======== Document segment ========
I’ve been coaching my friend Vickey in running recently. It’s an unlikely pairing as I dislike telling people what to do and (I think Vickey will agree with this) she dislikes following specific direction. Anyways, we are old friends and it’s fine. Vickey bought her Peloton treadmill before me and before the pandemic and encouraged me to buy mine – I do not think I would have bought mine without her endorsement, but it really is one of my prized possessions. Training can be complicated and very specific with timed intervals or words like threshold and tempo or whatever. But mostly it’s pretty simple – run more and then every once in a while practice running faster.

I did not really want to run on Sunday, but I did and it was cold and mostly a slow slog through slushy mud. But then it got done and I went home and took a hot bath. I enjoy running, but I also very much enjoy being done with the run.

Wrenches and bracelets.

Decluttering continues. We have a lot of Allen wrenches. I’m going to sort a few sets and then throw the rest away.
======== Entries shown ========
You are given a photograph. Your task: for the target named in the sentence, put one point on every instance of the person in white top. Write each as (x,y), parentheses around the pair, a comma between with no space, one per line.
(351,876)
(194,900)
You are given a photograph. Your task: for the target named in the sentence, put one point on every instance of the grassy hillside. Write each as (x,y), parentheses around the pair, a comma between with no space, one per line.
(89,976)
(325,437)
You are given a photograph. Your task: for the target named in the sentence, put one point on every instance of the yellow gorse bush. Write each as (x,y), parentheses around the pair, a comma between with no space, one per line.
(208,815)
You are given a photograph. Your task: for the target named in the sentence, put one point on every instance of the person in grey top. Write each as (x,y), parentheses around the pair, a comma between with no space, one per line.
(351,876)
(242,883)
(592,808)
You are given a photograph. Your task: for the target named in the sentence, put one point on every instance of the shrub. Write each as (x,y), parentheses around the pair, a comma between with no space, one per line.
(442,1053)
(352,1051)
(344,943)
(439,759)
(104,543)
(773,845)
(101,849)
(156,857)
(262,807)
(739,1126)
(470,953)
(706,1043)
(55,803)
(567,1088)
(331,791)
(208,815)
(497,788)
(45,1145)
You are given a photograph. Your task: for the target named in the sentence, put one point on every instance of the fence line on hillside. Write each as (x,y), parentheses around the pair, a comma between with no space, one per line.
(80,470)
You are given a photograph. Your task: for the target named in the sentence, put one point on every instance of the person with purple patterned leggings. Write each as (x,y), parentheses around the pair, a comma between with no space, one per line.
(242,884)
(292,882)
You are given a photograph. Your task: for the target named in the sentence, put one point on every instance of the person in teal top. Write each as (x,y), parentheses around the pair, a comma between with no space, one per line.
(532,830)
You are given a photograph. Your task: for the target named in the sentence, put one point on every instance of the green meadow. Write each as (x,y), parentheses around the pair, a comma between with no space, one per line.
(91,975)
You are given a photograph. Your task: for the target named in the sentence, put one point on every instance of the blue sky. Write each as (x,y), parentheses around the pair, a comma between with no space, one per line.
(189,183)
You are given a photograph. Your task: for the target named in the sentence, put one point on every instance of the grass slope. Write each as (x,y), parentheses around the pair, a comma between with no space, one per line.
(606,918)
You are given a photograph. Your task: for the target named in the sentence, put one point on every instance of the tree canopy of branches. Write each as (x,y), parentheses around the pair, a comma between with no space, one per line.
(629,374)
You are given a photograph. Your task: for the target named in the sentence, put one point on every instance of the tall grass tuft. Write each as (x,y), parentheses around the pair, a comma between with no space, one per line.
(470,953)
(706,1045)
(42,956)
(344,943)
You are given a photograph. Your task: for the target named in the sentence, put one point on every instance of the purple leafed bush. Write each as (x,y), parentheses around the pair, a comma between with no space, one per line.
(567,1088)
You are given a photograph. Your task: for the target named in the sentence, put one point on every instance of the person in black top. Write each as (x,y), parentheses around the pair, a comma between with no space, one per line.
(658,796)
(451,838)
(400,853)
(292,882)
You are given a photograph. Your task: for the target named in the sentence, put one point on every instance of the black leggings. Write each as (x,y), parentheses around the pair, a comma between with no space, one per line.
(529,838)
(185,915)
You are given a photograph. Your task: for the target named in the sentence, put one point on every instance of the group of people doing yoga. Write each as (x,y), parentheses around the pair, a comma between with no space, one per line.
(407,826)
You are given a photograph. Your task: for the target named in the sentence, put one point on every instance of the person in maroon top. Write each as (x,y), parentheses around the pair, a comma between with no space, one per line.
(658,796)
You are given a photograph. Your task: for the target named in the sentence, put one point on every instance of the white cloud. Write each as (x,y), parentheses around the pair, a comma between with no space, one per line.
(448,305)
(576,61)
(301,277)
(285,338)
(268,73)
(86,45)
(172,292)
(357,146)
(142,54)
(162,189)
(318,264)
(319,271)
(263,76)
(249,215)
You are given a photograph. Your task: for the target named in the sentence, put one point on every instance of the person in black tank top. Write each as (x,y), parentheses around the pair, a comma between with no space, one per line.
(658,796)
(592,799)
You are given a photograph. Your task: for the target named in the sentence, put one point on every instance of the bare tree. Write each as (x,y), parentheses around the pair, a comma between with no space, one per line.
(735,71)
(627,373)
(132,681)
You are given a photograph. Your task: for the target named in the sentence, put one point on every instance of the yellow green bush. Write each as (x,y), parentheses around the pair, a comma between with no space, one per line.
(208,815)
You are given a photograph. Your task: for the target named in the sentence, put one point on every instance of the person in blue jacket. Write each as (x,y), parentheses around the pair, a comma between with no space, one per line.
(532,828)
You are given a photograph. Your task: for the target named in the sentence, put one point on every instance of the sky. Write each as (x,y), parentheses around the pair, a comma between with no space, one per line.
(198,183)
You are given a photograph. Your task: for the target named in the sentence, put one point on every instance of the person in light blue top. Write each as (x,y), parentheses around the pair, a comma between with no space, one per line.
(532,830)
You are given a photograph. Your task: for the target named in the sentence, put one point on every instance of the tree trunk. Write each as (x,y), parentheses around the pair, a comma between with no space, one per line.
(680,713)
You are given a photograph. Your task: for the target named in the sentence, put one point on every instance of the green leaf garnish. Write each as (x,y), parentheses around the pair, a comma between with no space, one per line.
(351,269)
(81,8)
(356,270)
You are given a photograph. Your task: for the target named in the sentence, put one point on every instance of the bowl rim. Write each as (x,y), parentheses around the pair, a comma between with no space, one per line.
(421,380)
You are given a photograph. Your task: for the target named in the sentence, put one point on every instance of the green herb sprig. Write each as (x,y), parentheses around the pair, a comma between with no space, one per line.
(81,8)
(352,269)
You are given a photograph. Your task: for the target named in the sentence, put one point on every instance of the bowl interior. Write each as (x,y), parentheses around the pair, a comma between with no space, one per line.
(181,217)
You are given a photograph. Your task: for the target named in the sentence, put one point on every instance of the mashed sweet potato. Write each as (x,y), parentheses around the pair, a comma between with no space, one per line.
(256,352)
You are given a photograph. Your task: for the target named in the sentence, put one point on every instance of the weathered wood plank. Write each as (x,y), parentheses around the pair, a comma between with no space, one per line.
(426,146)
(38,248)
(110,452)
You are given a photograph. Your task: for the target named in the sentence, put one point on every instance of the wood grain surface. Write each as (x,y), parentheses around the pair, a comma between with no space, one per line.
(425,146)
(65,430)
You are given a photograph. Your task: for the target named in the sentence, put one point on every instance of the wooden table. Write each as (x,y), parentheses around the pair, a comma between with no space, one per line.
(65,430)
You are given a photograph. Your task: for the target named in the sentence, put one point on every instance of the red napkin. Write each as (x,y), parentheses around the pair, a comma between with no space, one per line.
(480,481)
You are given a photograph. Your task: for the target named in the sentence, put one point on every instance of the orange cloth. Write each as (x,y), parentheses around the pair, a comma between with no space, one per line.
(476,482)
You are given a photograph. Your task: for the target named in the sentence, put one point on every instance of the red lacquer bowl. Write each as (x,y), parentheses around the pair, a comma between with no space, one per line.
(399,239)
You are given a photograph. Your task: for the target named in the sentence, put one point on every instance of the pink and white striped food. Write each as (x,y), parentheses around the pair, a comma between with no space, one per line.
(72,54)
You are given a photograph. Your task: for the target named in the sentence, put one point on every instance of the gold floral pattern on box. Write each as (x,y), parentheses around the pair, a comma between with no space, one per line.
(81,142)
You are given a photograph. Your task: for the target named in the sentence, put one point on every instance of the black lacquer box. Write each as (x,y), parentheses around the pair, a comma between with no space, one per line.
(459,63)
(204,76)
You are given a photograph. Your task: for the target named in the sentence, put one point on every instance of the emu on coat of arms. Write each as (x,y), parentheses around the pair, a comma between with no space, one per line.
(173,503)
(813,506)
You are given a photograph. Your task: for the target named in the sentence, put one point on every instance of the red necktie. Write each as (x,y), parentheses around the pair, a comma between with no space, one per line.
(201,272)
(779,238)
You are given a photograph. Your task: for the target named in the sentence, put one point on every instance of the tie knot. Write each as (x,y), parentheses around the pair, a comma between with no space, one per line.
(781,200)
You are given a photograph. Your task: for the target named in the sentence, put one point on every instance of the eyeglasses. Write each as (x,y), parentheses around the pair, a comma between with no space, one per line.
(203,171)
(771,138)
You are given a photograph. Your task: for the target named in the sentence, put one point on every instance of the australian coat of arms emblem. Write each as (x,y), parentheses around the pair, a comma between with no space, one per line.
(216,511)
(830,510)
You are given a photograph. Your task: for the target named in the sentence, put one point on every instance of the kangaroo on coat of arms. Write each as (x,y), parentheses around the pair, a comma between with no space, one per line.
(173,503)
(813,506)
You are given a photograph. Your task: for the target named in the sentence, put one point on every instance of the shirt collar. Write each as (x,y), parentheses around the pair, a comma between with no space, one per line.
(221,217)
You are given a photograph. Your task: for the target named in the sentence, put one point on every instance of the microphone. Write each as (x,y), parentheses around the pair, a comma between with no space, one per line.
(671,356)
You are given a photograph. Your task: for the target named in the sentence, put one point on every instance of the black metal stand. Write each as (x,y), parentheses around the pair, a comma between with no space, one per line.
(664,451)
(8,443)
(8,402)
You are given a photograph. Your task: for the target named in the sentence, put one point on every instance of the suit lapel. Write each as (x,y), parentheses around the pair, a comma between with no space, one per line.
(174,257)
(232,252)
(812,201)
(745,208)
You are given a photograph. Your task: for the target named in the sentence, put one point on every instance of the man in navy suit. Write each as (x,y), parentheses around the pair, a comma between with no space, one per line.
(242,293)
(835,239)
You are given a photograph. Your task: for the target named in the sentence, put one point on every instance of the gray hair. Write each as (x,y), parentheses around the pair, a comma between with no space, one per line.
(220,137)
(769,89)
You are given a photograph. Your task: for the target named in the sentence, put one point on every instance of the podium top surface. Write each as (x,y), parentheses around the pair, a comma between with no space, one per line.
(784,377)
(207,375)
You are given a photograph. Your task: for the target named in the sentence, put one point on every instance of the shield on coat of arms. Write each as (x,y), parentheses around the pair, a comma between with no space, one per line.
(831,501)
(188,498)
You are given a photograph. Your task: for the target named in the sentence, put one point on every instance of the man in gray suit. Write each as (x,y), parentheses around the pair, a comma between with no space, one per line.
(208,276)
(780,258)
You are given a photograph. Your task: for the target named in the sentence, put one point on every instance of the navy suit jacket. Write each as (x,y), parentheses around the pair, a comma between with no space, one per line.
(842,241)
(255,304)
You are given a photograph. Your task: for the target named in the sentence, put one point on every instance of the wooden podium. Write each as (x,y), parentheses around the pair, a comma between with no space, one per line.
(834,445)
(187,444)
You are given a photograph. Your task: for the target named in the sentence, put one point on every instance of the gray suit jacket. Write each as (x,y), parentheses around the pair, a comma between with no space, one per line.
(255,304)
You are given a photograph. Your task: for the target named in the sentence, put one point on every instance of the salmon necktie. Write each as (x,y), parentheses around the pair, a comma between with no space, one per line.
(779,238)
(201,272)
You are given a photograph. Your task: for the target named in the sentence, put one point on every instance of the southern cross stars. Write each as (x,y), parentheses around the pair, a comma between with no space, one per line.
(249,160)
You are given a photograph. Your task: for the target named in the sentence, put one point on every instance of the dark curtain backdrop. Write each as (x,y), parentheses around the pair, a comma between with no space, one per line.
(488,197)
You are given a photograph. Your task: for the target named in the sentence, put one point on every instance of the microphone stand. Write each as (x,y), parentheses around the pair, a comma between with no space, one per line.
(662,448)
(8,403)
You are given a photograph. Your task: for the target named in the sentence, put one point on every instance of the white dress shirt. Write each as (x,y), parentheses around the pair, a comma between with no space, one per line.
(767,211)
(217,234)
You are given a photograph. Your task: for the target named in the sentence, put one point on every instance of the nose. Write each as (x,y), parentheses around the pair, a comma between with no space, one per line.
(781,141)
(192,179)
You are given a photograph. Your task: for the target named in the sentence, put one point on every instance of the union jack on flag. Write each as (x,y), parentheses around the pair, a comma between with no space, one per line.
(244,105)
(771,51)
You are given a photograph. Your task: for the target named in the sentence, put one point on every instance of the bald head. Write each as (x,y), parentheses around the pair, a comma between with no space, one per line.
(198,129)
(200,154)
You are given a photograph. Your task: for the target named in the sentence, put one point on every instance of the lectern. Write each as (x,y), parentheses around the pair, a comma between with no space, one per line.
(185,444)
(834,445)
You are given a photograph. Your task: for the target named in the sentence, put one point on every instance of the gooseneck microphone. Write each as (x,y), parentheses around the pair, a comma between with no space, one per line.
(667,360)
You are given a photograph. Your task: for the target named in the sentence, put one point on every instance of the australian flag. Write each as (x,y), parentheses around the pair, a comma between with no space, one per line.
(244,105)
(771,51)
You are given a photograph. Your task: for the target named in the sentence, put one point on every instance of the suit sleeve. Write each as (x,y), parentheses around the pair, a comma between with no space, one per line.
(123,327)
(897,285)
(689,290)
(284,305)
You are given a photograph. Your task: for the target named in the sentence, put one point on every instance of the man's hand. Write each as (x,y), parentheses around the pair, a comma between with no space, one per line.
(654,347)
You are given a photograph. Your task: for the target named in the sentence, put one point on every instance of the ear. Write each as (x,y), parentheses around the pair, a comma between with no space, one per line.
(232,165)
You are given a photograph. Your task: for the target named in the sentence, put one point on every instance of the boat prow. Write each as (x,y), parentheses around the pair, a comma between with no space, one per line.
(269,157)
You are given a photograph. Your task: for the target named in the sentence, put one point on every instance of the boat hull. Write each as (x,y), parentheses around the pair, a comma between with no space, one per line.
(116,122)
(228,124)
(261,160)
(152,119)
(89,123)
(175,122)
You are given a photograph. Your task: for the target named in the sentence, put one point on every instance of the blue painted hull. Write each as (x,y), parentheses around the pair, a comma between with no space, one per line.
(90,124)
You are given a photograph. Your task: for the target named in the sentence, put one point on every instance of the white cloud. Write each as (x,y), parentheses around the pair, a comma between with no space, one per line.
========
Requirement 1
Write out the part of the blog post about running and decluttering above that opens with the words "I did not really" and closes with "with the run.".
Requirement 2
Write what comes next in the blog post about running and decluttering, picking up after its final sentence.

Task output 1
I did not really want to run on Sunday, but I did and it was cold and mostly a slow slog through slushy mud. But then it got done and I went home and took a hot bath. I enjoy running, but I also very much enjoy being done with the run.

Task output 2
I found a complete socket wrench set in the garage. This was amusing/distressing because Jeremy was complaining (loudly and repeatedly) just about a month ago about how we didn’t have a complete set and he needed a set for some bike repair – no! – not for bike repair, it was to put together the squat rack. Then he got all frustrated and went out to buy another complete set and hid it somewhere with all his “special tools”. We happened to open this from the garage while standing next to each other while eating lunch and we laughed. Jeremy’s like – oh well, I guess we have two now.

I was out on a trail run last weekend and I fell hard about half a mile from my car. Hands & knees slammed into the ground, then after the fall, I rolled supine and stared at the sky for a minute to regain my composure. Then later that afternoon, I noticed that my jade bracelet had a brighter white spot on it. It’s hard to tell from this photo, but it’s in an unlikely spot to have helped me on my fall, it’s on the inner edge closest to my arm on the side that is closer to my torso – so it seems unlikely to have hit there. But I swear it wasn’t there before. The bracelet is supposed to protect the wearer – I walked away from the fall with nothing wrong with me except for a slight skinned knee. Maybe my bracelet protected me? The thing I like most about my bracelet (well, the most important is that my parents gave it to me), but I love the temperature changes of jade against my skin. Often it’s different types of temperature – sometimes it’s a comforting cool, other times it’s a chilly cool. Sometimes when it’s wrapped in layers of clothing, it’s the same temperature as my body. The weight of it also feels different at different times, sometimes it’s heavy and annoying, other times it is solid and grounding. I haven’t taken it off since I put it on on 8/8.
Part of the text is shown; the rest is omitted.